▶ **Activity**
Nothing but the lines from the one with "Each instance receives one keypoint. Mark the dark window" through the final line of the listing should appear in the answer, each copied exactly.

▶ **Supplied data**

********

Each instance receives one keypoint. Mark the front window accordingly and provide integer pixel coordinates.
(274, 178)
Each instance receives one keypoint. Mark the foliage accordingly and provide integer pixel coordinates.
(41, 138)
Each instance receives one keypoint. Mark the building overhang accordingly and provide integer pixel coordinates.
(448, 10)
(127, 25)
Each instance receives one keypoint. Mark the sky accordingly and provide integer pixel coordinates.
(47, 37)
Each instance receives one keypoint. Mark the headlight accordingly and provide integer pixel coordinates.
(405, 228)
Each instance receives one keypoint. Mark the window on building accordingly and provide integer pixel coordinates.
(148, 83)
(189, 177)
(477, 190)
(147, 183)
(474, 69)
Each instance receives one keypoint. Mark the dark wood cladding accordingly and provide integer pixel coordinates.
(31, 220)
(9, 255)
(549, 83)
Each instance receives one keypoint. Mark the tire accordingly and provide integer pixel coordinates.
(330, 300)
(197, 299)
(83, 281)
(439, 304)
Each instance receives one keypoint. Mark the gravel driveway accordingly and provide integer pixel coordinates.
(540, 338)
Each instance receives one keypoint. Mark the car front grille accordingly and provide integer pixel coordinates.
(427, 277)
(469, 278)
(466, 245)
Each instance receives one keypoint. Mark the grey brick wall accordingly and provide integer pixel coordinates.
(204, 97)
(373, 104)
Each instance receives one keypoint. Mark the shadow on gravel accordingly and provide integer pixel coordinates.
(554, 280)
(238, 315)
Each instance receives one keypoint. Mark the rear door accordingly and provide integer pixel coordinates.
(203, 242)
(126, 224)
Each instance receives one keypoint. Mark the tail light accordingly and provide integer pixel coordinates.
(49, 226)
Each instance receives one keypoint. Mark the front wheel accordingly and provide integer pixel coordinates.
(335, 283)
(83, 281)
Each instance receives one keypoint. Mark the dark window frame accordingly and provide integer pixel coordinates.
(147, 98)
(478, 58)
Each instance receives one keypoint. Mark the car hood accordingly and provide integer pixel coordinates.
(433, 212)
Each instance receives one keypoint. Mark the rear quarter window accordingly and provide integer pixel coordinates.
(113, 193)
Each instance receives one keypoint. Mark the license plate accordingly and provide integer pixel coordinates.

********

▶ **Written reply**
Each instance receives one keypoint. Mark the dark window frame accordingly and provide integer pixel coordinates.
(147, 98)
(478, 58)
Each instance receives one keypoint. Mark the car hood accordingly and provide integer pixel coordinates.
(433, 212)
Each instance receives one keypoint. Mark the rear quarter window accordingly and provide integer pixel coordinates.
(113, 193)
Each instance receives one keypoint. Mark the license plate accordingly and provide integer pixel coordinates.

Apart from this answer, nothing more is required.